(Excerpts from a dataset)
▬▬▬▬▬▬
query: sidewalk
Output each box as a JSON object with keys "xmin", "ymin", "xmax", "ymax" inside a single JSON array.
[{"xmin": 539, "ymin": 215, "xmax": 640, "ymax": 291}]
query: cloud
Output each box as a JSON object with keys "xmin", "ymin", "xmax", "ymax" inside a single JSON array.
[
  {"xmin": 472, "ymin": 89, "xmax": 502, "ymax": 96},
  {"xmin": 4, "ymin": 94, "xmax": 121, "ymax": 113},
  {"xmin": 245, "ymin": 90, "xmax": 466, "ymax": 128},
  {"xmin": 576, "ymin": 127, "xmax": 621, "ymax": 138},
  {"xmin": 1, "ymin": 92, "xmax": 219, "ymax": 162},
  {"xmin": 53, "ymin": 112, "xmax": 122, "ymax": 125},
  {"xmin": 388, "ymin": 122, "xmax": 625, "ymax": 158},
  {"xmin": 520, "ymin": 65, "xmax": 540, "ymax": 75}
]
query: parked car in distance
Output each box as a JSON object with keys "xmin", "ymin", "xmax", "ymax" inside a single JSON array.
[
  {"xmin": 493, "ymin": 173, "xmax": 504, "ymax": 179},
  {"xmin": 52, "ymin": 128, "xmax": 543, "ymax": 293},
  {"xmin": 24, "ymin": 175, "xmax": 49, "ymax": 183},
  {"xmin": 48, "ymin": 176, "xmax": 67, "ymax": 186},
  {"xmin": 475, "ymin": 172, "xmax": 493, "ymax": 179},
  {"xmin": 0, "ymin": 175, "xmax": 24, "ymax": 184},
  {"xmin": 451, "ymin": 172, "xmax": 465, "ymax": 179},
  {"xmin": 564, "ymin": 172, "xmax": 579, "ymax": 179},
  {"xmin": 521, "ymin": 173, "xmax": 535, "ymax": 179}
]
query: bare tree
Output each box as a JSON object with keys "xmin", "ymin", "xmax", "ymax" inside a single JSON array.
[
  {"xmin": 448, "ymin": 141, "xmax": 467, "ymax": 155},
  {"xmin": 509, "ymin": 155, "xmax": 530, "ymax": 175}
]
▬▬▬▬▬▬
- Directions for this task: The entries above hold the needed span. Transcribe exactly the lines from the one with "query: cloud" to the one with "query: parked car in distance", both included.

- Result of the task:
query: cloud
Output each box as a JSON object with keys "xmin", "ymin", "xmax", "ymax" inside a single JSON array.
[
  {"xmin": 472, "ymin": 89, "xmax": 502, "ymax": 96},
  {"xmin": 4, "ymin": 94, "xmax": 121, "ymax": 113},
  {"xmin": 245, "ymin": 90, "xmax": 466, "ymax": 128},
  {"xmin": 576, "ymin": 127, "xmax": 621, "ymax": 138},
  {"xmin": 1, "ymin": 92, "xmax": 219, "ymax": 162},
  {"xmin": 53, "ymin": 112, "xmax": 122, "ymax": 125},
  {"xmin": 388, "ymin": 122, "xmax": 625, "ymax": 158},
  {"xmin": 520, "ymin": 65, "xmax": 540, "ymax": 75}
]
query: parked car in distance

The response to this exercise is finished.